==== Record list ====

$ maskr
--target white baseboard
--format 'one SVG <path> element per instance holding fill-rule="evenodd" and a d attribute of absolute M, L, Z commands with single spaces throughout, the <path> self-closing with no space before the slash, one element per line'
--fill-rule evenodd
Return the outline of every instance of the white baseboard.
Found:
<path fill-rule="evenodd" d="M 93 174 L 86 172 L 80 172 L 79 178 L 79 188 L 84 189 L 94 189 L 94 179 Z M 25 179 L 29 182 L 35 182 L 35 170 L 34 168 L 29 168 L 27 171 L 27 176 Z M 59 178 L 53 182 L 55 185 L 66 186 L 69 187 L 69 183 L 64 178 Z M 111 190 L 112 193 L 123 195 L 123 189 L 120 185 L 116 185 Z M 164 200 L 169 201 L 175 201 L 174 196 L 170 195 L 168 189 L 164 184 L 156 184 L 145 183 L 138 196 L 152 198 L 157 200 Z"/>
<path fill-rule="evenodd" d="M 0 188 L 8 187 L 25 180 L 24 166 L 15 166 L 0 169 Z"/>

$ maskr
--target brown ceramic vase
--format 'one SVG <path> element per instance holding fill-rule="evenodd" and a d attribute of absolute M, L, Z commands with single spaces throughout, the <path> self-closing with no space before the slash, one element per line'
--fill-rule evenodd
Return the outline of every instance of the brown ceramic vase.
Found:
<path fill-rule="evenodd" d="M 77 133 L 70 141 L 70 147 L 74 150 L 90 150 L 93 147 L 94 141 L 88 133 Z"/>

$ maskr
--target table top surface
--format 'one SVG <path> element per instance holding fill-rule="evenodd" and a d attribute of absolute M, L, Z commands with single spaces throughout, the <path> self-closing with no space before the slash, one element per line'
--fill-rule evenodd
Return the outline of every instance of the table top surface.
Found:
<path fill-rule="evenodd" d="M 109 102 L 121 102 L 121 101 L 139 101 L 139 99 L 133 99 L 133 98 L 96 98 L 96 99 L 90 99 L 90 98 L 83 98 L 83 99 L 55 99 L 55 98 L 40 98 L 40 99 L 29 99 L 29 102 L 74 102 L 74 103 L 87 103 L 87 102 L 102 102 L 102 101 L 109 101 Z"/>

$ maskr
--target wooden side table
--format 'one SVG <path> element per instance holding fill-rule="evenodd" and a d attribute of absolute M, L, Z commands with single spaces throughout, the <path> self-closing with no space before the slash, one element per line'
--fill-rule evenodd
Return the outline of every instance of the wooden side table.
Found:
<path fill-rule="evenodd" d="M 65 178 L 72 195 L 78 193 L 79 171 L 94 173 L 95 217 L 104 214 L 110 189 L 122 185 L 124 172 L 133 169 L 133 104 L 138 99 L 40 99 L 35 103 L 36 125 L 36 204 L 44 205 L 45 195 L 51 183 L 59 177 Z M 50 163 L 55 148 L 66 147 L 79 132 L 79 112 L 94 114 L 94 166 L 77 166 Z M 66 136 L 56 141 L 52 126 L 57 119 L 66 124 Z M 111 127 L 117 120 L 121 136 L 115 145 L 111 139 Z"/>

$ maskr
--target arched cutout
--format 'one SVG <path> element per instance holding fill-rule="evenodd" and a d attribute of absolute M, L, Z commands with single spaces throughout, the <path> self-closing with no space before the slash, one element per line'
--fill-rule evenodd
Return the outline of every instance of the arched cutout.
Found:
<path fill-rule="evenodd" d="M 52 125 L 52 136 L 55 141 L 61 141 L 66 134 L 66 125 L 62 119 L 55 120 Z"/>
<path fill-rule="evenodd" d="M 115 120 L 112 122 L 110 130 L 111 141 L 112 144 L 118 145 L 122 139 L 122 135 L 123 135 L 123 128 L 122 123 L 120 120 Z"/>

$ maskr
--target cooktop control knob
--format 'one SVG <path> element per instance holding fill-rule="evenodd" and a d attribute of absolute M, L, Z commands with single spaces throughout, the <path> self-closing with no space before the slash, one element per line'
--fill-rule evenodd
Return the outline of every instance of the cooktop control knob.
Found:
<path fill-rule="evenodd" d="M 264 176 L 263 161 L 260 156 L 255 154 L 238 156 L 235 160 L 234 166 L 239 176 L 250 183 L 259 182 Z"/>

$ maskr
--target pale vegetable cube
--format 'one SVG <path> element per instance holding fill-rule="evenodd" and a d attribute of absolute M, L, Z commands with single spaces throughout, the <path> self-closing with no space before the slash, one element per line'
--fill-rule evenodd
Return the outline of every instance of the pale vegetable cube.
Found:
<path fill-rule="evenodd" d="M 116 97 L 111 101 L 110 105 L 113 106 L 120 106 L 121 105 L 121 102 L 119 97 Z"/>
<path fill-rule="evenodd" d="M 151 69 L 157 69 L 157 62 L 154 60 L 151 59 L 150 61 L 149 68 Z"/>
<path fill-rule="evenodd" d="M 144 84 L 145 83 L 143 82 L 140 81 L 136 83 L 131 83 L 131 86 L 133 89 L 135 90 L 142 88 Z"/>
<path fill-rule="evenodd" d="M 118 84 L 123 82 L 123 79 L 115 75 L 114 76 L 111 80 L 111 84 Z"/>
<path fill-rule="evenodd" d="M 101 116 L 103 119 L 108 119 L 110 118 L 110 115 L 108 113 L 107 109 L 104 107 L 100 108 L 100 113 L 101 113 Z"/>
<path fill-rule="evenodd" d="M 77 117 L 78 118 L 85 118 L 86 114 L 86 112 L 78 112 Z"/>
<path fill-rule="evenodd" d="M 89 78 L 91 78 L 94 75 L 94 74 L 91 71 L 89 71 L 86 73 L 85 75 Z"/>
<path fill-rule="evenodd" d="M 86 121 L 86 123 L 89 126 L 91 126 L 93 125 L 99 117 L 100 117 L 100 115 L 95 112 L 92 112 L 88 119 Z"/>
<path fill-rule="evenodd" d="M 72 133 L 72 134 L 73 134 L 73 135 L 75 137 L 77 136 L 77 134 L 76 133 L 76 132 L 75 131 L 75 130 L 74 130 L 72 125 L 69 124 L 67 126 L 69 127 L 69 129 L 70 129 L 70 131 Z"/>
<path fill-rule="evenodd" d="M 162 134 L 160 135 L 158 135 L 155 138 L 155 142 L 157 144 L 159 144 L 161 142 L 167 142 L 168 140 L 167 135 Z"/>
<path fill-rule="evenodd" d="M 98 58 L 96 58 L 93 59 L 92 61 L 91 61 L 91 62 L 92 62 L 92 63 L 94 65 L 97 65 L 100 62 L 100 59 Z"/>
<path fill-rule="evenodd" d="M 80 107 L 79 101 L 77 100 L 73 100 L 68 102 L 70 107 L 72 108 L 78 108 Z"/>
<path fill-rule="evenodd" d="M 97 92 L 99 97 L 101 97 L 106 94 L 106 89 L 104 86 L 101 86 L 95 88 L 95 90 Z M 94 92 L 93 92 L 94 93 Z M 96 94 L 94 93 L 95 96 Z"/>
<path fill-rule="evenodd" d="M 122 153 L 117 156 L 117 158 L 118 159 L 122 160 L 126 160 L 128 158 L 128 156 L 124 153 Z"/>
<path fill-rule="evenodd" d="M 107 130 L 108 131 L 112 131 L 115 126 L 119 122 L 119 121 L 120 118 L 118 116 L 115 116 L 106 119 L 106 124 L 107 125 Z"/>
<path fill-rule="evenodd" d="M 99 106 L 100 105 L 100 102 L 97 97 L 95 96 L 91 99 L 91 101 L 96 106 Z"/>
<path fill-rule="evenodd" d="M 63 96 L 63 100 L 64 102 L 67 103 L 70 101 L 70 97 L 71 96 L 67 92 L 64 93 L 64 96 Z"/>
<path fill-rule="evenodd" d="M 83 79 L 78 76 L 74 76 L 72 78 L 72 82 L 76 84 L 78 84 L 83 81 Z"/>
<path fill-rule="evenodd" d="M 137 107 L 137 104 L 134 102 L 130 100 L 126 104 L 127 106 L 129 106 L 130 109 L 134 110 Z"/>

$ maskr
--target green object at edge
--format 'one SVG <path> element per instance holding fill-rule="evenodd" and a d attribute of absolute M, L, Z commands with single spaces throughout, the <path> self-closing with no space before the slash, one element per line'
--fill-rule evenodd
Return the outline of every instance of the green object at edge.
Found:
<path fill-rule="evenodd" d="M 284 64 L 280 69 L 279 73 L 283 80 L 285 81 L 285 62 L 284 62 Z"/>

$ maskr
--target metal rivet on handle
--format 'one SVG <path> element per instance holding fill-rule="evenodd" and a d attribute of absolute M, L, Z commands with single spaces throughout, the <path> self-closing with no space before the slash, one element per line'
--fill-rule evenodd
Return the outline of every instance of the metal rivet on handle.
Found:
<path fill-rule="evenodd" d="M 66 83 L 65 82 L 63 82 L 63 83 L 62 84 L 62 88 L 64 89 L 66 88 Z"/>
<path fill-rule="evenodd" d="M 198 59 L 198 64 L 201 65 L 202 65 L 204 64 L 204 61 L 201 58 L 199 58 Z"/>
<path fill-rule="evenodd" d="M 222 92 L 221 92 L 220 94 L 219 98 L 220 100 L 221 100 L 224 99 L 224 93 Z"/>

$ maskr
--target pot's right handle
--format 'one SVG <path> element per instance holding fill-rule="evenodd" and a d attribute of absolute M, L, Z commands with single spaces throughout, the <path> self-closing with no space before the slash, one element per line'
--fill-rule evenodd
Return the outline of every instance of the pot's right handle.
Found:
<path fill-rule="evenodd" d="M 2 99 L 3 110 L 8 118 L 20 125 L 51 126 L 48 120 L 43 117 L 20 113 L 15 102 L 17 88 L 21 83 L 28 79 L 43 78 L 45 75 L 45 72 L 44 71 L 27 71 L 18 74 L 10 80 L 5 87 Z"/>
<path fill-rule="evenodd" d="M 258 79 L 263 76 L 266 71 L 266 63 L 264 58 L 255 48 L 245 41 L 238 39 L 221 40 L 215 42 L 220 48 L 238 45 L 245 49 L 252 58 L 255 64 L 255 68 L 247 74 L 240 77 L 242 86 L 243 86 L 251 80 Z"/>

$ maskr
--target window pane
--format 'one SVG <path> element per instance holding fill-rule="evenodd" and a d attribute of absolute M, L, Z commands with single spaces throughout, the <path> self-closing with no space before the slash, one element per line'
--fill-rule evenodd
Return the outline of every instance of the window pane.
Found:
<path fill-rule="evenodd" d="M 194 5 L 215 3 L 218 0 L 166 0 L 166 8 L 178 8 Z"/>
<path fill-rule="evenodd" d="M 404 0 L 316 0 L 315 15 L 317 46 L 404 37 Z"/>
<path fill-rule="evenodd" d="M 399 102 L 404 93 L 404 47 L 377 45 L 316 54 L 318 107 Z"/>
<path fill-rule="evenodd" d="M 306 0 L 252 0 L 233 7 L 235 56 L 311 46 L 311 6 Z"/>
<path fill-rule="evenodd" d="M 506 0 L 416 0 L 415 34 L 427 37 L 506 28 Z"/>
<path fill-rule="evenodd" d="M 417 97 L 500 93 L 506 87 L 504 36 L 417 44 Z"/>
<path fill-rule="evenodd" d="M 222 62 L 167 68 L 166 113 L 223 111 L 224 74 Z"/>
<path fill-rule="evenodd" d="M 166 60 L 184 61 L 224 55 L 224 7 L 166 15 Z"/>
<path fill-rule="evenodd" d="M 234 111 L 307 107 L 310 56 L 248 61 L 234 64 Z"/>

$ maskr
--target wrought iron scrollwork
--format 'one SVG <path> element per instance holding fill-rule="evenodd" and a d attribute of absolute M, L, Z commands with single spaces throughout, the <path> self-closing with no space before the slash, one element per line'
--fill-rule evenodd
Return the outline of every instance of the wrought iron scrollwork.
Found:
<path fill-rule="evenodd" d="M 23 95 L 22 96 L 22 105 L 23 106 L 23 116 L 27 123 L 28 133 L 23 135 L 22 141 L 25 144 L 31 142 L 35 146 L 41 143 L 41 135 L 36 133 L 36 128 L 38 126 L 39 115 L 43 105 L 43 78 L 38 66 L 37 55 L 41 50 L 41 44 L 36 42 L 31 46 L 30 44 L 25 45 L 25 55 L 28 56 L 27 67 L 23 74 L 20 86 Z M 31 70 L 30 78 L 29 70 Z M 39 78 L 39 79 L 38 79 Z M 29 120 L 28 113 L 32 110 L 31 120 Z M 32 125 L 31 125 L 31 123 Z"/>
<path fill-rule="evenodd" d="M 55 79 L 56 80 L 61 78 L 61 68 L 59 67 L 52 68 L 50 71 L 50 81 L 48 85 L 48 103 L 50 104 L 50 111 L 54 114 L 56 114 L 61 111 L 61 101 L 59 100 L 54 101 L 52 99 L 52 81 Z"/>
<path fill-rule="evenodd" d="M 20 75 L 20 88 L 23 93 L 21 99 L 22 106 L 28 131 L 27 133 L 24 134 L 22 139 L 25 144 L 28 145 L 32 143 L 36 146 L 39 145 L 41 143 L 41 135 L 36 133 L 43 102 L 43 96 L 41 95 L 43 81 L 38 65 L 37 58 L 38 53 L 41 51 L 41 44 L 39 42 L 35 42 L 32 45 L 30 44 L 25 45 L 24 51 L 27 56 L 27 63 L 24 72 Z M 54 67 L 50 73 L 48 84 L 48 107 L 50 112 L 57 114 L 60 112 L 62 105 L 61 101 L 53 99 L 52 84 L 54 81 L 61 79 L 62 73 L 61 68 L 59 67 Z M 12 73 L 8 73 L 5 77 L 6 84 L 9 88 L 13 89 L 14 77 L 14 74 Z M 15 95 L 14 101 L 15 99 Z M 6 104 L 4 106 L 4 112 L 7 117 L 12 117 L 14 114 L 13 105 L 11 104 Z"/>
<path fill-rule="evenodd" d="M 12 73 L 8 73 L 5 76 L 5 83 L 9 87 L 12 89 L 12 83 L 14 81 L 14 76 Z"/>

====

*Required task*:
Reproduce verbatim the lines of the items, starting at the very first line and ending at the line that contains "77 133 L 70", with both of those lines included.

*Output for this exercise*:
$ maskr
--target white baseboard
--format 'one SVG <path> element per instance holding fill-rule="evenodd" and a d attribute of absolute M, L, Z commands with single spaces throughout, the <path> self-closing with no space before the slash, one element per line'
--fill-rule evenodd
Return the outline of every instance of the white baseboard.
Found:
<path fill-rule="evenodd" d="M 93 174 L 86 172 L 80 172 L 79 178 L 79 188 L 84 189 L 94 189 L 94 179 Z M 25 179 L 29 182 L 35 182 L 35 170 L 34 168 L 29 168 L 27 171 L 27 176 Z M 59 178 L 53 182 L 55 185 L 66 186 L 69 187 L 69 183 L 64 178 Z M 111 190 L 112 193 L 123 195 L 123 189 L 120 185 L 116 185 Z M 164 200 L 169 201 L 175 201 L 174 196 L 170 195 L 168 189 L 164 184 L 156 184 L 145 183 L 138 196 L 152 198 L 157 200 Z"/>
<path fill-rule="evenodd" d="M 0 188 L 8 187 L 25 180 L 24 166 L 15 166 L 0 169 Z"/>

$ maskr
--target brown ceramic vase
--format 'one SVG <path> element per instance holding fill-rule="evenodd" and a d attribute of absolute M, L, Z commands with single spaces throughout, the <path> self-closing with no space before the slash, one element per line'
--fill-rule evenodd
Return the outline of every instance of the brown ceramic vase.
Found:
<path fill-rule="evenodd" d="M 77 133 L 70 141 L 70 147 L 74 150 L 90 150 L 93 147 L 94 141 L 88 133 Z"/>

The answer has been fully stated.